──────── Dataset rows

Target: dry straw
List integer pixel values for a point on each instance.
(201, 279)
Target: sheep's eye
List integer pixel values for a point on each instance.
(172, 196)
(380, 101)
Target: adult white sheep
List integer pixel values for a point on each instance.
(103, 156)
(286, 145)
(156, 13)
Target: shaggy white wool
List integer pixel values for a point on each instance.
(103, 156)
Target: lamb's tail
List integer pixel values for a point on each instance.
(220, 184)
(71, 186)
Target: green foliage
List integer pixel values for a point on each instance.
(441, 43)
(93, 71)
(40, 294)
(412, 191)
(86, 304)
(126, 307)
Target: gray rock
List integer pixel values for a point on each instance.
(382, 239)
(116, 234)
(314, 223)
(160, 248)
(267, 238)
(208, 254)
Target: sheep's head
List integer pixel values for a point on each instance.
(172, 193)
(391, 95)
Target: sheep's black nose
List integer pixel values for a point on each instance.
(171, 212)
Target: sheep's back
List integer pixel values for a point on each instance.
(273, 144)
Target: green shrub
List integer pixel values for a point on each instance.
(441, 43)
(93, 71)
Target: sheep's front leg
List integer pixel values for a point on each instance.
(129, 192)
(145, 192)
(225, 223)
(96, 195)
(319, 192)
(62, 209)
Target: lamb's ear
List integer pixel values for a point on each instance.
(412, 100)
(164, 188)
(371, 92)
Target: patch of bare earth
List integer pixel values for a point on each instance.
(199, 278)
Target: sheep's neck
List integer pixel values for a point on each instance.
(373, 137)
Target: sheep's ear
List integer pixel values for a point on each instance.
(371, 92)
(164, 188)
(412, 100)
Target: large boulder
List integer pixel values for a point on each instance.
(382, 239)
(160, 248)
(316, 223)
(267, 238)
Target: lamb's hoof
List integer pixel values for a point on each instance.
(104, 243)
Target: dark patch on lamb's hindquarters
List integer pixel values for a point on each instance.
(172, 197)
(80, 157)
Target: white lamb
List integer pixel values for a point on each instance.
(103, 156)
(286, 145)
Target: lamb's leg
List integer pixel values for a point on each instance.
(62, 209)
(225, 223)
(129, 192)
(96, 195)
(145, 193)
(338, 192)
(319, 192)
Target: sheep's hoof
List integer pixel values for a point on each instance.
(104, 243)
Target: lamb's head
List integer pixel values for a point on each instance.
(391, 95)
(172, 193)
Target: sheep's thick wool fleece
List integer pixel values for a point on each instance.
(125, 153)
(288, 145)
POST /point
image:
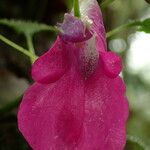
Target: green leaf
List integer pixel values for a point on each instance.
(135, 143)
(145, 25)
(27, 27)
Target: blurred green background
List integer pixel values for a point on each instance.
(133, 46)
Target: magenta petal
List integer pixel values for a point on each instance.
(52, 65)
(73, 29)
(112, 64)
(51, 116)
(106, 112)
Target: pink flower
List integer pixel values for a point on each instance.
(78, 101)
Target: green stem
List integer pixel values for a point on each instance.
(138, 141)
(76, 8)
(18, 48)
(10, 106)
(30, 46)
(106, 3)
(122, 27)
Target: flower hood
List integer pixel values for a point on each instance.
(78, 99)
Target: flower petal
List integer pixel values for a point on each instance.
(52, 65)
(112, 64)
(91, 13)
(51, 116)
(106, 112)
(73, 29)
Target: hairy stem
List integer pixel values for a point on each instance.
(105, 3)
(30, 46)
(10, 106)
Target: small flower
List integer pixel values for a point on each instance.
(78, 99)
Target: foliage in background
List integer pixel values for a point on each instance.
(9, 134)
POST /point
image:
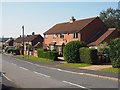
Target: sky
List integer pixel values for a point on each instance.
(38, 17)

────────────────

**Exercise aim**. Rewrite the entries starting at the line containing "Target: foliage in background" and ending at the close of the entries, changing "background" to "distance" and keeping everything else the same. Omit the pictures from your answer.

**Output for this task**.
Target: foliage in distance
List integer pixel values for a point on each instance.
(9, 134)
POST /point
image:
Target: sky
List integer pixel values for a point on each instance.
(38, 17)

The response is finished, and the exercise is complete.